* **What this task involves**:
Repeat every record below, word for word.

* **Recorded data**:
######

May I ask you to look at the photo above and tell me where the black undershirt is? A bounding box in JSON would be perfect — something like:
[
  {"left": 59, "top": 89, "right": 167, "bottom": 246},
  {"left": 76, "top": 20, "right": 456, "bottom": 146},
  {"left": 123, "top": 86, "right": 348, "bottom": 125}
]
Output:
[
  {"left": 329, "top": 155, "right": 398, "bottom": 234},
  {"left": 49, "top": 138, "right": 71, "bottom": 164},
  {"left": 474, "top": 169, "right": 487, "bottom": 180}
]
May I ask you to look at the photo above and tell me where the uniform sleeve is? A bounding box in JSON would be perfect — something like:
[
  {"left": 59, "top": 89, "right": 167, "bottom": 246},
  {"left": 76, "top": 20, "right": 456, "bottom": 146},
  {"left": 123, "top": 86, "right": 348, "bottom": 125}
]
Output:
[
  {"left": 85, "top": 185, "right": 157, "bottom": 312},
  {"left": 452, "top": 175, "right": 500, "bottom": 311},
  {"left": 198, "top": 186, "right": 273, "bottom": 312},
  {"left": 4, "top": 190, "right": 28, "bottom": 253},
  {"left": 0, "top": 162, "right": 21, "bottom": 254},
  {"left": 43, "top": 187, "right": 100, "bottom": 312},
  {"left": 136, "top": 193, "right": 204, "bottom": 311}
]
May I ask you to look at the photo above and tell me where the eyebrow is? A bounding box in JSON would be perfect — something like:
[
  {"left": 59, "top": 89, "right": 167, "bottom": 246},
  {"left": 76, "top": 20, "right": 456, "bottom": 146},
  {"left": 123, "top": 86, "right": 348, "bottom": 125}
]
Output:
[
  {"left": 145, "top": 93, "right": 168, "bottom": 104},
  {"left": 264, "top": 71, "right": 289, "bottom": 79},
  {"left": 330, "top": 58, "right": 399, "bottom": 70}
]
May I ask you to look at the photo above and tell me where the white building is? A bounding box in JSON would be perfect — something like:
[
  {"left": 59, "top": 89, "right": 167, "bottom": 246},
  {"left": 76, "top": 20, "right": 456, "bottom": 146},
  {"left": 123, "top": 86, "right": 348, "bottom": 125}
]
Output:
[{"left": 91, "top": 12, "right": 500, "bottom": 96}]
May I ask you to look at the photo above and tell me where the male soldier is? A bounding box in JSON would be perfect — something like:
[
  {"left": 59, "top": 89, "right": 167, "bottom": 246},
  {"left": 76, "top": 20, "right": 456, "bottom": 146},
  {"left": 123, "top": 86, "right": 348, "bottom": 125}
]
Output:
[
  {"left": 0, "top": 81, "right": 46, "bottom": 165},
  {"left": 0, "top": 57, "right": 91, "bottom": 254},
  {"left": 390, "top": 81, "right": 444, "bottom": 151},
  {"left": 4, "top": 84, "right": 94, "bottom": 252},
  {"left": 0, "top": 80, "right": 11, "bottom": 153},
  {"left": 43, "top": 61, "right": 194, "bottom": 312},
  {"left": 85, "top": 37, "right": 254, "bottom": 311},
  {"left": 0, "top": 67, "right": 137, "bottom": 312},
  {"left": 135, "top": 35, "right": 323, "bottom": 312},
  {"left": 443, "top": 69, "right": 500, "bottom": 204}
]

######

* **Answer to the problem**:
May I ask you to look at the photo above and tell me where the black undershirt is? A bounding box in JSON would be perfect — something like:
[
  {"left": 59, "top": 89, "right": 167, "bottom": 246},
  {"left": 76, "top": 20, "right": 456, "bottom": 146},
  {"left": 123, "top": 86, "right": 348, "bottom": 125}
]
Output:
[
  {"left": 329, "top": 155, "right": 398, "bottom": 234},
  {"left": 49, "top": 138, "right": 71, "bottom": 164},
  {"left": 474, "top": 169, "right": 487, "bottom": 180}
]
May I ask you to look at the photo above and tell me where the uniform sleeve is? A bounding box in JSON would be perfect — something like:
[
  {"left": 59, "top": 89, "right": 167, "bottom": 246},
  {"left": 76, "top": 20, "right": 456, "bottom": 146},
  {"left": 123, "top": 86, "right": 348, "bottom": 125}
]
Output:
[
  {"left": 85, "top": 185, "right": 157, "bottom": 312},
  {"left": 452, "top": 175, "right": 500, "bottom": 311},
  {"left": 198, "top": 186, "right": 273, "bottom": 312},
  {"left": 4, "top": 190, "right": 28, "bottom": 253},
  {"left": 0, "top": 162, "right": 21, "bottom": 254},
  {"left": 43, "top": 187, "right": 100, "bottom": 312},
  {"left": 136, "top": 193, "right": 204, "bottom": 311}
]
May I ask you to look at the photo above and tell me where the eyebrow is? A bounding box in JSON would be perfect — something like:
[
  {"left": 59, "top": 89, "right": 167, "bottom": 246},
  {"left": 76, "top": 20, "right": 456, "bottom": 146},
  {"left": 123, "top": 86, "right": 348, "bottom": 125}
]
Output:
[
  {"left": 145, "top": 93, "right": 168, "bottom": 104},
  {"left": 264, "top": 71, "right": 289, "bottom": 79},
  {"left": 330, "top": 58, "right": 399, "bottom": 70}
]
May I ask you to look at the photo above and tell me where the white building is? A bounding box in JSON would be perfect — something like:
[
  {"left": 59, "top": 89, "right": 167, "bottom": 246},
  {"left": 76, "top": 20, "right": 456, "bottom": 146},
  {"left": 123, "top": 86, "right": 348, "bottom": 125}
]
Output:
[{"left": 91, "top": 12, "right": 500, "bottom": 96}]
May I ask you to look at the photo above and tell me where the male soldier is? A bounding box in JSON would be perfect — something like:
[
  {"left": 59, "top": 89, "right": 167, "bottom": 246},
  {"left": 76, "top": 20, "right": 456, "bottom": 146},
  {"left": 123, "top": 86, "right": 348, "bottom": 125}
]
Output:
[
  {"left": 0, "top": 81, "right": 46, "bottom": 165},
  {"left": 0, "top": 57, "right": 91, "bottom": 254},
  {"left": 390, "top": 81, "right": 444, "bottom": 151},
  {"left": 4, "top": 84, "right": 94, "bottom": 252},
  {"left": 0, "top": 80, "right": 11, "bottom": 153},
  {"left": 43, "top": 61, "right": 194, "bottom": 312},
  {"left": 85, "top": 37, "right": 254, "bottom": 311},
  {"left": 0, "top": 67, "right": 137, "bottom": 312},
  {"left": 135, "top": 35, "right": 323, "bottom": 312},
  {"left": 443, "top": 69, "right": 500, "bottom": 204}
]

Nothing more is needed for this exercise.